* **Do this**
Render the records from the line containing "I would be grateful for your help with the green foliage" up to and including the line containing "point(137, 69)" as a JSON list of strings, one string per line and no blank lines.

* **Dataset rows**
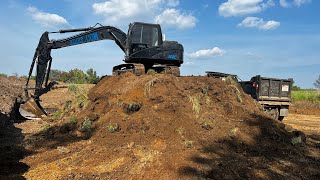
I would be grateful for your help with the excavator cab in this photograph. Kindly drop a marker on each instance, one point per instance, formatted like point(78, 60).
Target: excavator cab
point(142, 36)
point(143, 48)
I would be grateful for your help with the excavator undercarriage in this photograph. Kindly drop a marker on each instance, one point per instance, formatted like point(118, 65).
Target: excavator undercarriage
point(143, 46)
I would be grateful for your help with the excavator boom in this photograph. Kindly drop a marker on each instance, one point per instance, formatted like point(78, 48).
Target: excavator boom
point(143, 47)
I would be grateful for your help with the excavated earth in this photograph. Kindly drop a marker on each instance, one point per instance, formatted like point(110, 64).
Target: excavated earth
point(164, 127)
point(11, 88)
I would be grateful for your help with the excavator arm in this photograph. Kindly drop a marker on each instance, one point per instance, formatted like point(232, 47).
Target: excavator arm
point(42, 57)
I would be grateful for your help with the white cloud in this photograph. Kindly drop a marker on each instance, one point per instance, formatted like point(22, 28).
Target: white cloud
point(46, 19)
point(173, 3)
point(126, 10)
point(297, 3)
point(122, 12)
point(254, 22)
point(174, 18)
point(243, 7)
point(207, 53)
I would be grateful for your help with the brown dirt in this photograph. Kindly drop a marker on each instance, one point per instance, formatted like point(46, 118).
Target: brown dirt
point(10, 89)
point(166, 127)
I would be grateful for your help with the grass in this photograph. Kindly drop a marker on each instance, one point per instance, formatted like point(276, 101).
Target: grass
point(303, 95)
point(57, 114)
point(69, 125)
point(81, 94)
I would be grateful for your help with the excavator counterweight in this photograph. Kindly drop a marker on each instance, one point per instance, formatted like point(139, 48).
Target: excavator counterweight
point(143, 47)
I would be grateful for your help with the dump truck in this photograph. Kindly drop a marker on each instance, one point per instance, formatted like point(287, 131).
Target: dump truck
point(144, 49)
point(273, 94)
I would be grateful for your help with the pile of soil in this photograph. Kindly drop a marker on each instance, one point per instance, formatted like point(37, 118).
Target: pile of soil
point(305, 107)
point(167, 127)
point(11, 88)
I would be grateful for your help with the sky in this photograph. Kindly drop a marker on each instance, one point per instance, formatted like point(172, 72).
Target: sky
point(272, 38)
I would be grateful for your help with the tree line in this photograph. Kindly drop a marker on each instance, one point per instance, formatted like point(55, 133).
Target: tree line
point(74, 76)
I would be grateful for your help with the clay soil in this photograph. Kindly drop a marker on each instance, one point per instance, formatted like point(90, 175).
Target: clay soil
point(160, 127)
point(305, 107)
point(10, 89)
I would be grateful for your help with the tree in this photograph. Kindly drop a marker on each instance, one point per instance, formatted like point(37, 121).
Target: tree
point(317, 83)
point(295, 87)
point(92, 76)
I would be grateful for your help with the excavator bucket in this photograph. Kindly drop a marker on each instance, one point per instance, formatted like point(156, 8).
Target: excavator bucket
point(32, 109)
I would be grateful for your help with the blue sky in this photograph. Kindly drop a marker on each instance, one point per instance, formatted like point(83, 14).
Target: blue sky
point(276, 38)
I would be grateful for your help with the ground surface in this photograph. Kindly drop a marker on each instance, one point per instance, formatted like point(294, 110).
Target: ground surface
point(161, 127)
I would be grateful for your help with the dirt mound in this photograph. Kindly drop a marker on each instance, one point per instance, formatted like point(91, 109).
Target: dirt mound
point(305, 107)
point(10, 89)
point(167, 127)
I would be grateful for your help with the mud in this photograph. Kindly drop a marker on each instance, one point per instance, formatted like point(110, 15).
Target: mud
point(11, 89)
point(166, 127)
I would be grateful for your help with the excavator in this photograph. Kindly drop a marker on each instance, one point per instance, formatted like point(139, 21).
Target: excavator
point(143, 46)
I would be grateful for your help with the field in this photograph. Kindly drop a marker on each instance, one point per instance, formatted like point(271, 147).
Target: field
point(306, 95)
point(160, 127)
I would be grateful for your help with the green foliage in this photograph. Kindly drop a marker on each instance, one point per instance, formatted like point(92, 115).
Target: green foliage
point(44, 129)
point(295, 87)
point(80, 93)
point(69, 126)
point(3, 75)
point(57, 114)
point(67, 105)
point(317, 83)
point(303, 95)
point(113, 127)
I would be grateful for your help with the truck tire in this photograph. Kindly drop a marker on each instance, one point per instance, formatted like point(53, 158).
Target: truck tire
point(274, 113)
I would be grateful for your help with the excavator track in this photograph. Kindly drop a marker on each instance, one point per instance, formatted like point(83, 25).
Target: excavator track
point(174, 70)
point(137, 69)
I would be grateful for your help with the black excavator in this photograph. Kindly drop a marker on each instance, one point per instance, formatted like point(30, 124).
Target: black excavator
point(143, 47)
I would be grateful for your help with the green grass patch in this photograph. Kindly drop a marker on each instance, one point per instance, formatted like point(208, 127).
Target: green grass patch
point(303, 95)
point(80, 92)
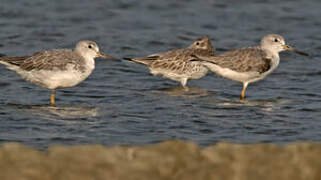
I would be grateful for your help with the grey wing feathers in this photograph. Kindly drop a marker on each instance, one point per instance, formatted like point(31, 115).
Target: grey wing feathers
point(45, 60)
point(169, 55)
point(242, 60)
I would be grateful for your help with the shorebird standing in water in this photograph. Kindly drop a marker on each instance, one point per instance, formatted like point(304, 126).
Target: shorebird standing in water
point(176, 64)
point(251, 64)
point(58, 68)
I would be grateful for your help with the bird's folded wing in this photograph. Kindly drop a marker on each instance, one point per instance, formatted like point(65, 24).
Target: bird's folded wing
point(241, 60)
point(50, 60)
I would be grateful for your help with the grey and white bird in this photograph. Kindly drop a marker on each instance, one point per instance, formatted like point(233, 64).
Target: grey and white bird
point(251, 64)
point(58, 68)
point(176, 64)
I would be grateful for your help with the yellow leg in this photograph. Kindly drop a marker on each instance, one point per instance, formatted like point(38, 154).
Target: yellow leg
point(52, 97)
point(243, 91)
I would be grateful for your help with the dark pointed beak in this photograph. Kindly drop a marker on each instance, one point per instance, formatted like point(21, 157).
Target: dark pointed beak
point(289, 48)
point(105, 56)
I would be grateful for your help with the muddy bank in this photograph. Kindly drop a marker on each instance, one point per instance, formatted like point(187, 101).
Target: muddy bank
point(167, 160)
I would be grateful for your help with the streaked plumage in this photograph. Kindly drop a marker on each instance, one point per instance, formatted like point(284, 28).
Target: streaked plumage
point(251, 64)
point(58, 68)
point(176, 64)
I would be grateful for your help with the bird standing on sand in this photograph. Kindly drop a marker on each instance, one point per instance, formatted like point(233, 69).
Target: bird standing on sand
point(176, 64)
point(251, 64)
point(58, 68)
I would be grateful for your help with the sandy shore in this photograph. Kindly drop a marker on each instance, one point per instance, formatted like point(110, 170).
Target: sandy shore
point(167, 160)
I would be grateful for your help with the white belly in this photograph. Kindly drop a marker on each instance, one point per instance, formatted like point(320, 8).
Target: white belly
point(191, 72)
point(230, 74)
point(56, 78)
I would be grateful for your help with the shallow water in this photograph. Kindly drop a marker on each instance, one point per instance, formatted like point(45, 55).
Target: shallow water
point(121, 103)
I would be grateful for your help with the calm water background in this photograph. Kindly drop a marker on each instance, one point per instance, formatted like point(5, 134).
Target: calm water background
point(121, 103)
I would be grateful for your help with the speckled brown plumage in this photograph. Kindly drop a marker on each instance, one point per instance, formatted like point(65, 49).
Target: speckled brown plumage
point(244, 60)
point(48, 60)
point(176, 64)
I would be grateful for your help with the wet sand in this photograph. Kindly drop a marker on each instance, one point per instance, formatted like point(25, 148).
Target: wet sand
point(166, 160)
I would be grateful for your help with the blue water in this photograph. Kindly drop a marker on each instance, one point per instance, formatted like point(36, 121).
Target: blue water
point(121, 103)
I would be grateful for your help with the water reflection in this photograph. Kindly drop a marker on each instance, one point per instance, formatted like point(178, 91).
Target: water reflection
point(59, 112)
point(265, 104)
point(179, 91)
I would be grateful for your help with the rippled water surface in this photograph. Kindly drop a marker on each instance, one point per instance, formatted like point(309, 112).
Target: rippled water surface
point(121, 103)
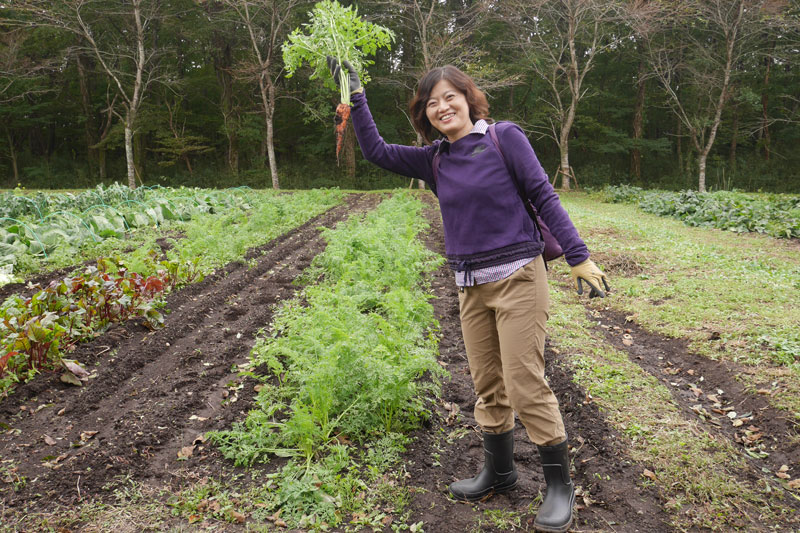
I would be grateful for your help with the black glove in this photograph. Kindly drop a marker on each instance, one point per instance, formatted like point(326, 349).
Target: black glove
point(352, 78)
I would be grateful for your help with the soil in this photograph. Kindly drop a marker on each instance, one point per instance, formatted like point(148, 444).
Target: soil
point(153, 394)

* **Finished answer**
[
  "I would be grateful for your help with the green foliage in this photograph. Kindly drop a marker on each instance, one point per instance, formatted like point(92, 115).",
  "Target: green foliage",
  "point(44, 129)",
  "point(295, 87)",
  "point(80, 93)",
  "point(69, 126)",
  "point(3, 75)",
  "point(57, 114)",
  "point(67, 105)",
  "point(317, 83)",
  "point(303, 95)",
  "point(113, 127)",
  "I would be grateful for your help with the truck tire in this photograph. Kindly drop a marker on each instance, one point per instance, formatted like point(53, 158).",
  "Target: truck tire",
  "point(274, 113)",
  "I would be grateful for your help with the excavator track in this photograph. Kindly drop a marker on each instance, one point per instance, formatted like point(83, 25).",
  "Target: excavator track",
  "point(174, 70)",
  "point(137, 69)"
]